EXERCISE PROMPT
Print each entry below precisely as it reads.

DATA UNDER STUDY
((
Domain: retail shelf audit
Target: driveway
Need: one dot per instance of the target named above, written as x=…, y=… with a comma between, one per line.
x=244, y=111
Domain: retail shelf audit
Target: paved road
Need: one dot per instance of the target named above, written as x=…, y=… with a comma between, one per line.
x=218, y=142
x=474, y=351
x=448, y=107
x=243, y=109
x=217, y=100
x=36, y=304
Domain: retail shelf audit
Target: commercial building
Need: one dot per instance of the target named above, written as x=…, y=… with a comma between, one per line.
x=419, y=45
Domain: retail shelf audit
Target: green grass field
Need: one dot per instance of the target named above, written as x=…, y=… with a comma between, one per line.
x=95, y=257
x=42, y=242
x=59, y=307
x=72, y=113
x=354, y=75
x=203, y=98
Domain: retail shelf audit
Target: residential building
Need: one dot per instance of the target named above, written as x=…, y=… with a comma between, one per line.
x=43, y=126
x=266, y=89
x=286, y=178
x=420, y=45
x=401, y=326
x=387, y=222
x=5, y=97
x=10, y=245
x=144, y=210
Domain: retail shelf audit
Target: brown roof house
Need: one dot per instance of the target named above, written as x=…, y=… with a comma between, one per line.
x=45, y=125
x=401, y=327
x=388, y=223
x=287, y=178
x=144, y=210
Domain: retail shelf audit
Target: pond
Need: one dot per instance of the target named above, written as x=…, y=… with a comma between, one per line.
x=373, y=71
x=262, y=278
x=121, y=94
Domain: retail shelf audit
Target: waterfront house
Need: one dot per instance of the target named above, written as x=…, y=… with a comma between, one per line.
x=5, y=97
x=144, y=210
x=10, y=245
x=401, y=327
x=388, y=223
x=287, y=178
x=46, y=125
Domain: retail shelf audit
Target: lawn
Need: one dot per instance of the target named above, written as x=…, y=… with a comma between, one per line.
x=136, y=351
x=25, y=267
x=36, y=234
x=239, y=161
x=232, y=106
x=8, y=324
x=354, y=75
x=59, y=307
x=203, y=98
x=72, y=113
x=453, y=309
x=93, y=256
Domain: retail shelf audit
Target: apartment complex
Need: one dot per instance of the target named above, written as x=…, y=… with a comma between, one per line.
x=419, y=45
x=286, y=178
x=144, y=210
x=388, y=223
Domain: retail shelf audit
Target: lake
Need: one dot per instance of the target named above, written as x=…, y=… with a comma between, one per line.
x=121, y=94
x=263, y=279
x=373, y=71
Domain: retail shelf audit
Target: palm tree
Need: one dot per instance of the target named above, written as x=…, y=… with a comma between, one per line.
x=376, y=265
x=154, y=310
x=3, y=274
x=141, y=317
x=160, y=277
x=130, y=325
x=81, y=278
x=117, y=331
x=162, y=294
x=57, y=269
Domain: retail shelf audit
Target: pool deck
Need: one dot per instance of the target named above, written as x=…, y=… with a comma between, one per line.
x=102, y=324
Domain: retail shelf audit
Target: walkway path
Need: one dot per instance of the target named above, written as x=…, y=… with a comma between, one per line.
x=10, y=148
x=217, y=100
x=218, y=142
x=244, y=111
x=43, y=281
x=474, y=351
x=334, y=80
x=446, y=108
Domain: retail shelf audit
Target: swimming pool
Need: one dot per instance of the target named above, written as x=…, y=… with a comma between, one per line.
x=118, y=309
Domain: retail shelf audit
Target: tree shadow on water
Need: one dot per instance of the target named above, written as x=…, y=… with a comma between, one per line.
))
WRITTEN RESPONSE
Domain: retail shelf audit
Target: driveway
Need: one dot per instance of the target named above, written as x=…, y=… with a comma between, one per line.
x=244, y=111
Domain: retail shelf audit
Target: paved road
Need: one dot per instance of the target named above, written as x=…, y=… with a comma between, one per line.
x=218, y=142
x=474, y=351
x=448, y=107
x=243, y=109
x=217, y=100
x=36, y=304
Domain: retail shelf audit
Target: commercial building
Need: one dot per instance of the target named above, written as x=…, y=… with a comma between, one per line.
x=419, y=45
Domain: retail shelf audit
Target: green grass field
Need: one dot per instance of the target named above, written as x=…, y=… with a comma between, one per line.
x=95, y=257
x=42, y=242
x=59, y=307
x=72, y=113
x=354, y=75
x=203, y=98
Domain: retail shelf audit
Target: residential building
Need: one dot per instance of the target named above, written as x=…, y=… with a comma between, one per line.
x=43, y=126
x=266, y=89
x=286, y=178
x=420, y=45
x=401, y=326
x=387, y=222
x=5, y=97
x=10, y=245
x=144, y=210
Domain: retail shelf audit
Target: brown roof house
Need: one dot per instance of the target named above, written as x=…, y=… with a comma between, one per line.
x=45, y=125
x=401, y=327
x=388, y=223
x=287, y=178
x=144, y=210
Domain: retail shelf audit
Target: pond
Need: one dot per instance of the target named above, written as x=…, y=… with a comma between, one per line.
x=373, y=71
x=262, y=278
x=121, y=94
Domain: retail shelf audit
Target: waterfront house
Need: one dot per instance of the target named above, written as x=…, y=… with a comma between, one per line.
x=5, y=97
x=144, y=210
x=10, y=245
x=401, y=327
x=388, y=223
x=287, y=178
x=46, y=125
Domain: retail shelf audit
Target: lawn
Need: one dot per instance of the target named above, written as x=…, y=… with a comma between, one per line.
x=136, y=351
x=25, y=267
x=36, y=234
x=239, y=161
x=232, y=106
x=8, y=324
x=354, y=75
x=59, y=307
x=203, y=98
x=72, y=113
x=453, y=309
x=93, y=256
Domain: retail shelf audit
Target: apartment complex
Need: one dot per instance of the target named above, written as x=…, y=… with a comma between, one per line.
x=419, y=45
x=286, y=178
x=144, y=210
x=388, y=223
Domain: retail shelf audit
Target: lake
Need: one dot per instance of the target named above, written as x=…, y=… with a comma between, one per line.
x=121, y=94
x=263, y=279
x=373, y=71
Domain: retail shelf audit
Target: palm tree
Need: one dot per instance of the target named above, written as x=…, y=… with a comma between, one per line.
x=376, y=265
x=154, y=310
x=3, y=274
x=141, y=317
x=160, y=277
x=130, y=325
x=81, y=278
x=117, y=331
x=162, y=294
x=57, y=269
Domain: retail shelf audit
Target: pool deck
Need: one dot per instance of the target named above, written as x=…, y=… with a comma between, one per line.
x=102, y=324
Domain: retail shelf audit
Target: walkway path
Need: one dot per instance of the target named above, written as x=…, y=… with a comma between, one per line.
x=10, y=148
x=217, y=100
x=218, y=142
x=244, y=111
x=43, y=281
x=474, y=351
x=334, y=80
x=446, y=108
Domain: retail shelf audit
Target: swimming pool
Need: one dot per instance of the target named above, written as x=…, y=… with a comma between, one per line.
x=118, y=309
Domain: retail shelf audit
Target: tree shadow on water
Need: one dot per instance of the target named above, written as x=…, y=… with a comma between, one per line.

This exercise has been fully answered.